Rewrite the lines below, swapping every "marker" for "dot" and leaving everything else unchanged.

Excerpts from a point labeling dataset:
** start **
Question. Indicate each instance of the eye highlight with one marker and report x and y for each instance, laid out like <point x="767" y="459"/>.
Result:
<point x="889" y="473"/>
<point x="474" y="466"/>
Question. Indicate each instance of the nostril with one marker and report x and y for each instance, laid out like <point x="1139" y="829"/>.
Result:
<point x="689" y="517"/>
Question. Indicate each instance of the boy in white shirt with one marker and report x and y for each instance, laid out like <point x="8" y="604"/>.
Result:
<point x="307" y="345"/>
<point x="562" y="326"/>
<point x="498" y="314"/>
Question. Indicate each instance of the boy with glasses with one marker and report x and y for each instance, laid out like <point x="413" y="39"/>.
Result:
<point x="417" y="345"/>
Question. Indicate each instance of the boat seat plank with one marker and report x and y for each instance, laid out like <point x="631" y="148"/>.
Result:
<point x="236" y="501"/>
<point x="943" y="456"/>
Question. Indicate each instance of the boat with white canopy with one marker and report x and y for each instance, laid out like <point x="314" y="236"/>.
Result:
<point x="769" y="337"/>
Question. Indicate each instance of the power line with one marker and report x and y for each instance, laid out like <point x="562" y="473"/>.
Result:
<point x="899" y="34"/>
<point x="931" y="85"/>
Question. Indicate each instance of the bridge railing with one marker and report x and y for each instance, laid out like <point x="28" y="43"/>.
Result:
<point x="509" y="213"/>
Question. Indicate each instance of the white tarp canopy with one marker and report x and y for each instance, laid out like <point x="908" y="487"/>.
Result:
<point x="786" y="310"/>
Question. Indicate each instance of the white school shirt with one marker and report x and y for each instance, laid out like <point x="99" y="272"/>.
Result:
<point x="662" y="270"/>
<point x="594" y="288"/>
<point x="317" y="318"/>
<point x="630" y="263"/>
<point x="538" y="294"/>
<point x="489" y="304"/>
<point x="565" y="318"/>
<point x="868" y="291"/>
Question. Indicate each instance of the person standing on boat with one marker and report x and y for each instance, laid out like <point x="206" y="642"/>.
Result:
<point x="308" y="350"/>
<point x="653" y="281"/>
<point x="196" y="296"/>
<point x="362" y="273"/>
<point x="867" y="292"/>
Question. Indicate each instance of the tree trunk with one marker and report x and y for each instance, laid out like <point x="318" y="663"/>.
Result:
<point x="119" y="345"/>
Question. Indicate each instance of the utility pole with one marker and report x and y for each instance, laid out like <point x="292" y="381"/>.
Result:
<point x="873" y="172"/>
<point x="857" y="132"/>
** end **
FULL OUTPUT:
Question. Indicate each instance of the eye highlight with one dot and report x and y for each instance, laid out like <point x="767" y="459"/>.
Result:
<point x="889" y="473"/>
<point x="474" y="466"/>
Question. Indicate each instance of the nostril with one dot and report x and y for each instance, laid out like <point x="1139" y="829"/>.
Result:
<point x="689" y="517"/>
Question. Indicate each instance of the boy in white shirt with one dot and report x and y for each instance, laid out like <point x="8" y="604"/>.
Result:
<point x="307" y="345"/>
<point x="562" y="326"/>
<point x="498" y="314"/>
Question. Indicate each instance of the boy with glasses with one dot and report x and y for each instance, laid out like <point x="413" y="39"/>.
Result:
<point x="417" y="345"/>
Question. Indicate each instance of the boat seat plank with one dot and report x and y for each instance, laid out like <point x="631" y="148"/>.
Result:
<point x="236" y="501"/>
<point x="943" y="456"/>
Question. Indicate each instance of the boat with white canopy with one dot and report x and y for each instance, laid out like <point x="314" y="236"/>.
Result:
<point x="769" y="337"/>
Question. Indicate each instance of the power line with one dot and report x and y for each instance, laid out like <point x="562" y="473"/>.
Result:
<point x="899" y="34"/>
<point x="931" y="85"/>
Question. Indicate each instance of the bridge railing with one dot and report x and y for each instance, laid out like <point x="28" y="43"/>.
Result:
<point x="509" y="213"/>
Question. Indicate each instance of the white tarp canopy with one dot and report x and y for each instance, laid out like <point x="908" y="487"/>.
Result:
<point x="786" y="310"/>
Question. Indicate each instance of the white school shirt with one dot and report x and y for each instance, laid out like <point x="99" y="272"/>.
Result:
<point x="662" y="270"/>
<point x="594" y="288"/>
<point x="317" y="318"/>
<point x="630" y="263"/>
<point x="538" y="294"/>
<point x="489" y="304"/>
<point x="565" y="318"/>
<point x="868" y="291"/>
Question. Indicate each instance of the person standing on boat with one dot and report x and y for each instance, laid out like <point x="206" y="642"/>.
Result:
<point x="308" y="350"/>
<point x="653" y="281"/>
<point x="196" y="296"/>
<point x="362" y="273"/>
<point x="867" y="292"/>
Question. Indicate each instance of the tree trunk with one dot and report x and y for each instance, laid out like <point x="318" y="663"/>.
Result:
<point x="119" y="345"/>
Question. Indicate each instance of the utility pole with one dot and report x and y for each instance, laid out like <point x="292" y="381"/>.
Result:
<point x="873" y="172"/>
<point x="857" y="132"/>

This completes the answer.